◆ Task to complete
Write out every entry exactly as it appears.

======== Records provided

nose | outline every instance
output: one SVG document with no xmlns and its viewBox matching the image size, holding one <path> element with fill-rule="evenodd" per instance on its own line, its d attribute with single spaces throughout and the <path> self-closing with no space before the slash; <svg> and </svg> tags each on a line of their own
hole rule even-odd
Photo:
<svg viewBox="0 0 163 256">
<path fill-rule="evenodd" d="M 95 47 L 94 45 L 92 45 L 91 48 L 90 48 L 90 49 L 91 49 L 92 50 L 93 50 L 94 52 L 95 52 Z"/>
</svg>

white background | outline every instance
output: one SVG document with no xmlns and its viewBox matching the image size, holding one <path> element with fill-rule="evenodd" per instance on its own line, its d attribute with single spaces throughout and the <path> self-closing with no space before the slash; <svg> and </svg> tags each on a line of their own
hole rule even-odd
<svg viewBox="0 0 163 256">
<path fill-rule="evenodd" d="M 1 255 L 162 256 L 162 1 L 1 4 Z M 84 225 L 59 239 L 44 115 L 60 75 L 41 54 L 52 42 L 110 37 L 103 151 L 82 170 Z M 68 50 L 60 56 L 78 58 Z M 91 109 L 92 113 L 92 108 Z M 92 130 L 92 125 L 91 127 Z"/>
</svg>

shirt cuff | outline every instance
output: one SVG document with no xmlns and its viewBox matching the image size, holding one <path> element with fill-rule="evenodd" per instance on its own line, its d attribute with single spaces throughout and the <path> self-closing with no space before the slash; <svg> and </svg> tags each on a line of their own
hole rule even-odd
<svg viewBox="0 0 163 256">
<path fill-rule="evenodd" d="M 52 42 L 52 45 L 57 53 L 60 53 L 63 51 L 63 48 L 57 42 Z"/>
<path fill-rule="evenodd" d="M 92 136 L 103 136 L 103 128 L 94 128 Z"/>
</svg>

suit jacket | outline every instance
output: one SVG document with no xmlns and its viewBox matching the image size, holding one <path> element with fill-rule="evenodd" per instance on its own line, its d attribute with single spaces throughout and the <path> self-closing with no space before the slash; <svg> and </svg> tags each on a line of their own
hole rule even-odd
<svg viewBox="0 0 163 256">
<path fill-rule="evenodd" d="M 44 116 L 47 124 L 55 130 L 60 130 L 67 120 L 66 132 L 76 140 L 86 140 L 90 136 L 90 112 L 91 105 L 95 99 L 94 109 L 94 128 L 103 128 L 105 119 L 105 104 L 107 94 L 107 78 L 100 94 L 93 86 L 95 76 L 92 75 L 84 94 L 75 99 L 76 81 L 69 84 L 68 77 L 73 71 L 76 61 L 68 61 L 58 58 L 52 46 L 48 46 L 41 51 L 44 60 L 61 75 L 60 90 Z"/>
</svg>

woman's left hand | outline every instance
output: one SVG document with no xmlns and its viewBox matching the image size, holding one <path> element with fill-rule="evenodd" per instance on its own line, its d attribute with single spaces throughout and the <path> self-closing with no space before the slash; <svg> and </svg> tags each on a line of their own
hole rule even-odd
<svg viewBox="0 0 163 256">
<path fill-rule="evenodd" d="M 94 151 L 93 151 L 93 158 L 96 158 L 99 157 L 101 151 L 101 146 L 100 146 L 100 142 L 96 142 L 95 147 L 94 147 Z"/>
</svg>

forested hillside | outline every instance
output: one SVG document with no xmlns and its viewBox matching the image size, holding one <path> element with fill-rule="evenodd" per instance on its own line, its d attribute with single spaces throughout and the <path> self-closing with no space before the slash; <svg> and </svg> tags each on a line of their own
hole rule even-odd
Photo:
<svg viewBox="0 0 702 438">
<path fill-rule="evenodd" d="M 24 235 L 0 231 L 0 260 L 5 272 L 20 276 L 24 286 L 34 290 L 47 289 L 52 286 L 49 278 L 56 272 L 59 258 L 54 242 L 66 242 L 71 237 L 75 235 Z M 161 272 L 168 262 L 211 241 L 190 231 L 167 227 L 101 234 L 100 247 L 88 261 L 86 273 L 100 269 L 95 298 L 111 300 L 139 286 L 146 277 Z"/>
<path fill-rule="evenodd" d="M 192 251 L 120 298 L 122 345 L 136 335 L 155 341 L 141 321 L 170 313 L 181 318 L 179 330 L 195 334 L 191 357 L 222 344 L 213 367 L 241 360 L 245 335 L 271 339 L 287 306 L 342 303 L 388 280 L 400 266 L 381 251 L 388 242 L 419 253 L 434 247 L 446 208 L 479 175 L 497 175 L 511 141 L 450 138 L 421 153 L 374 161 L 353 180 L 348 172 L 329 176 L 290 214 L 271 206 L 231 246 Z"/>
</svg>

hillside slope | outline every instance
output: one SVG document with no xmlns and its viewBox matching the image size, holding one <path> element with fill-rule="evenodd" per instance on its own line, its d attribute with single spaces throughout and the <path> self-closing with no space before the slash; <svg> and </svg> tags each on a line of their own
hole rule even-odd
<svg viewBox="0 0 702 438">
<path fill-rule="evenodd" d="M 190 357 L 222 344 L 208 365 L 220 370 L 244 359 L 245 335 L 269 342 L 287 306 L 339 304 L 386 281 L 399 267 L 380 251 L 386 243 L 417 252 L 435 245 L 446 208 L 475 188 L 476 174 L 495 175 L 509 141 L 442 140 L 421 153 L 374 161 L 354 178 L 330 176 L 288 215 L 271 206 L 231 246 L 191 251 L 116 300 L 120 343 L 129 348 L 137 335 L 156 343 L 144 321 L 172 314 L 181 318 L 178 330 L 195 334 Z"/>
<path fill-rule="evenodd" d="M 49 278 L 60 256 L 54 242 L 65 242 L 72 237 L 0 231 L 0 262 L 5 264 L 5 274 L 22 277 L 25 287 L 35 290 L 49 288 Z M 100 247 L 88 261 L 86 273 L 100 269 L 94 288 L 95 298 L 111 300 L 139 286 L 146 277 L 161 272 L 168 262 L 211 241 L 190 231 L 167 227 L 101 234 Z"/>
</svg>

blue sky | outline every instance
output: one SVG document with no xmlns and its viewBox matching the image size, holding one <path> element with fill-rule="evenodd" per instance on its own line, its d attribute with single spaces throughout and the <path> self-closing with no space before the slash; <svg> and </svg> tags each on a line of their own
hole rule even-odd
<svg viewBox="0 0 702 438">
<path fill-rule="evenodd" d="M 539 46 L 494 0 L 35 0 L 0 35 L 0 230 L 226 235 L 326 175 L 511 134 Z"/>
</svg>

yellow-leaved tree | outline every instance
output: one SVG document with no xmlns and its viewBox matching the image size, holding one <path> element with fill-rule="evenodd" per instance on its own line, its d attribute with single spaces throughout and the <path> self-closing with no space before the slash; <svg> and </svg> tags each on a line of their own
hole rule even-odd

================

◆ Correct result
nose | outline every instance
output: one SVG document with no xmlns and its viewBox matching the image size, holding one <path> element with fill-rule="evenodd" per instance on its own line, its d attribute with single spaces throughout and the <path> self-closing with no space before the slash; <svg> and </svg> tags each on a line of their own
hole rule even-odd
Photo:
<svg viewBox="0 0 163 256">
<path fill-rule="evenodd" d="M 95 47 L 94 45 L 92 45 L 91 48 L 90 48 L 90 49 L 91 49 L 92 50 L 93 50 L 94 52 L 95 52 Z"/>
</svg>

white background | outline every instance
output: one SVG document with no xmlns and its viewBox matching the image size, holding one <path> element with fill-rule="evenodd" per instance on its own line, its d attribute with single spaces throughout and the <path> self-closing with no space before the slash; <svg> and </svg> tags each on a line of their own
hole rule even-odd
<svg viewBox="0 0 163 256">
<path fill-rule="evenodd" d="M 1 255 L 162 256 L 162 1 L 1 4 Z M 84 225 L 59 239 L 44 115 L 60 75 L 41 54 L 52 42 L 110 37 L 103 151 L 82 170 Z M 68 50 L 60 56 L 78 58 Z M 91 109 L 92 113 L 92 108 Z M 92 130 L 92 125 L 91 127 Z"/>
</svg>

shirt cuff | outline every instance
output: one SVG document with no xmlns and its viewBox matching the image size, holding one <path> element with fill-rule="evenodd" per instance on its own line, its d attribute with single spaces throughout and the <path> self-closing with no space before the slash; <svg> and </svg> tags each on a line of their own
hole rule even-odd
<svg viewBox="0 0 163 256">
<path fill-rule="evenodd" d="M 52 42 L 52 45 L 57 53 L 60 53 L 63 51 L 63 48 L 57 42 Z"/>
<path fill-rule="evenodd" d="M 92 136 L 103 136 L 103 128 L 94 128 Z"/>
</svg>

suit jacket | outline every instance
output: one SVG document with no xmlns and its viewBox matching the image size, holding one <path> element with fill-rule="evenodd" per instance on its own line, its d attribute with single spaces throughout and the <path> self-closing with no space before the slash; <svg> and </svg> tags each on a line of their own
hole rule even-odd
<svg viewBox="0 0 163 256">
<path fill-rule="evenodd" d="M 44 116 L 47 124 L 55 130 L 60 130 L 67 120 L 66 132 L 76 140 L 86 140 L 90 136 L 90 112 L 91 105 L 95 99 L 94 109 L 94 128 L 103 128 L 105 119 L 105 104 L 107 94 L 107 78 L 100 94 L 93 86 L 95 76 L 92 75 L 84 94 L 75 99 L 76 81 L 69 84 L 68 77 L 73 71 L 76 61 L 68 61 L 58 58 L 52 46 L 48 46 L 41 51 L 44 60 L 61 75 L 60 90 Z"/>
</svg>

woman's left hand | outline every instance
output: one SVG document with no xmlns and its viewBox matching the image size, holding one <path> element with fill-rule="evenodd" per instance on its own line, its d attribute with single spaces throughout and the <path> self-closing with no space before the slash; <svg> and </svg> tags each on a line of their own
hole rule even-odd
<svg viewBox="0 0 163 256">
<path fill-rule="evenodd" d="M 94 151 L 93 151 L 93 158 L 96 158 L 99 157 L 101 151 L 101 146 L 100 146 L 100 142 L 96 142 L 95 147 L 94 147 Z"/>
</svg>

forested hillside | outline every instance
output: one SVG document with no xmlns and its viewBox matching the image size, holding one <path> element with fill-rule="evenodd" per instance on its own line, its d attribute with single spaces throughout and the <path> self-closing with no space before the slash; <svg> and </svg> tags each on a line of their own
hole rule even-odd
Photo:
<svg viewBox="0 0 702 438">
<path fill-rule="evenodd" d="M 24 235 L 0 231 L 0 260 L 5 272 L 20 276 L 24 286 L 34 290 L 47 289 L 52 286 L 49 278 L 56 272 L 59 258 L 54 242 L 66 242 L 71 237 L 75 235 Z M 161 272 L 168 262 L 211 241 L 190 231 L 167 227 L 101 234 L 100 247 L 88 261 L 86 273 L 100 269 L 95 298 L 111 300 L 139 286 L 146 277 Z"/>
<path fill-rule="evenodd" d="M 192 251 L 120 298 L 122 345 L 136 335 L 155 341 L 141 321 L 170 313 L 181 318 L 179 330 L 195 334 L 191 357 L 222 344 L 213 367 L 241 360 L 245 335 L 271 339 L 287 306 L 342 303 L 388 280 L 400 266 L 381 251 L 388 242 L 419 253 L 434 247 L 446 208 L 479 175 L 497 175 L 511 141 L 450 138 L 421 153 L 374 161 L 353 180 L 348 172 L 329 176 L 290 214 L 271 206 L 231 246 Z"/>
</svg>

hillside slope | outline every instance
output: one SVG document with no xmlns and its viewBox matching the image size, holding one <path> element with fill-rule="evenodd" per instance on its own line, its d attribute with single spaces throughout and the <path> self-closing with no space before the slash; <svg> and </svg> tags each on a line of their own
hole rule even-odd
<svg viewBox="0 0 702 438">
<path fill-rule="evenodd" d="M 190 357 L 222 344 L 208 365 L 220 370 L 244 359 L 245 335 L 269 342 L 287 306 L 339 304 L 386 281 L 399 267 L 380 251 L 386 243 L 417 252 L 435 245 L 446 208 L 475 188 L 476 174 L 495 175 L 509 141 L 442 140 L 421 153 L 374 161 L 354 178 L 330 176 L 288 215 L 271 206 L 231 246 L 191 251 L 116 300 L 120 343 L 129 348 L 137 335 L 156 343 L 144 321 L 172 314 L 181 318 L 178 330 L 195 334 Z"/>
<path fill-rule="evenodd" d="M 49 278 L 60 256 L 54 242 L 65 242 L 72 237 L 0 231 L 0 262 L 5 264 L 5 274 L 22 277 L 25 287 L 35 290 L 49 288 Z M 100 247 L 88 261 L 86 273 L 100 269 L 94 288 L 95 298 L 111 300 L 139 286 L 146 277 L 161 272 L 168 262 L 211 241 L 190 231 L 167 227 L 101 234 Z"/>
</svg>

blue sky | outline every instance
output: one SVG document with no xmlns and its viewBox matching the image size, holding one <path> element with fill-rule="evenodd" per instance on its own line, its d attribute with single spaces throughout and the <path> self-closing with no space before the slash; <svg> and </svg> tags each on a line of their own
hole rule even-odd
<svg viewBox="0 0 702 438">
<path fill-rule="evenodd" d="M 539 46 L 494 0 L 35 0 L 0 35 L 0 230 L 226 235 L 326 175 L 511 134 Z"/>
</svg>

yellow-leaved tree | outline every instance
output: one SVG document with no xmlns and its viewBox matching the image size, holding one <path> element with fill-rule="evenodd" per instance on its own line, its d attribute with single spaces throughout and the <path> self-closing with no space before the slash; <svg> and </svg> tags each on a line of their own
hole rule even-odd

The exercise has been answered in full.